(Supplied passage):
--------------------------------------------------
Fluency is an ongoing developing skill that requires strong word reading skills, modelling and lots of practice over time. In the past, when teaching with predictable levelled texts, we probably thought of fluency differently. Children were memorising common words and guessing other words using cues, such as pictures. The aim from the beginning was speed and expression, even over accuracy. If children read a word that was 'close enough for them to get the gist' we might have kept reading so as not to interrupt the flow, and been okay with that.
With Little Learners Love Literacy® our understanding of fluency and therefore our expectations of fluency are different. This blog aims to give you some information and support - exploring what fluency is and which LLLL teaching routines and activities will help children develop fluency.
Fluency is core to being an effective reader - it is required for comprehension, and comprehension is required for fluency - both are very closely linked.
--------------------------------------------------
(Data):
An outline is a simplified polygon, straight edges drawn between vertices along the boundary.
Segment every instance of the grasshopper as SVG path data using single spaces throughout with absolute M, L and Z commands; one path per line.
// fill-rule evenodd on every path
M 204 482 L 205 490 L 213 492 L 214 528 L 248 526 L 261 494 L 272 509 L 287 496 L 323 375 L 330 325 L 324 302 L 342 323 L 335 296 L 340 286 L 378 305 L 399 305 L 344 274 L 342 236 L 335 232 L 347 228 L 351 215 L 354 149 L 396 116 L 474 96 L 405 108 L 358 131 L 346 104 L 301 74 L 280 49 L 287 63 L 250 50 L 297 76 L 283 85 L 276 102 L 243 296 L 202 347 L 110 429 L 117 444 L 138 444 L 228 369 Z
--------------------------------------------------
(Task to complete):
Carry on the piece about reading fluency, picking up right after its last sentence. The material plays no part in what comes next.

(Result of this task):
Fluency is the ability to read connected text accurately
at a conversational rate with appropriate prosody
(Hudson, Lane, Pullen, 2005).
Reading fluency is product of several things:
1. Accuracy – decoding to read words correctly. Fluent readers read the vast majority of words without errors. Accuracy is achieved through systematic synthetic phonics explicit instruction. In Foundation and Year 1 children are also tracking their finger underneath the text as they read to avoid omissions.
2. Automaticity – automatic processing of words to enable reading at a conversational pace. Fluent reading is not laboured. Automaticity is achieved through orthographic mapping, which only occurs when children have decoded a word several times.
3. Prosody – reading with appropriate expression. This might include pitch, volume, emphasis and pausing. The reader takes information from the text to do this, such as punctuation and syntax, vocabulary, knowledge of the content and the genre. Fluent reading is not monotone and it isn't too slow - it sounds natural and appropriate.
Fluent reading is skilled reading.
Fluency is strongly linked to reading comprehension. When children read fluently, they can focus on understanding the text they have read because they have read it accurately and automatically at a natural rate. Children need strong phonics and phonemic awareness skills to do this.
Additionally, children with a good knowledge of the vocabulary used in the text, as well as some relevant background knowledge of the content and genre, will be able to interpret the text as they read, which informs prosody. Prosody both informs and demonstrates reading comprehension.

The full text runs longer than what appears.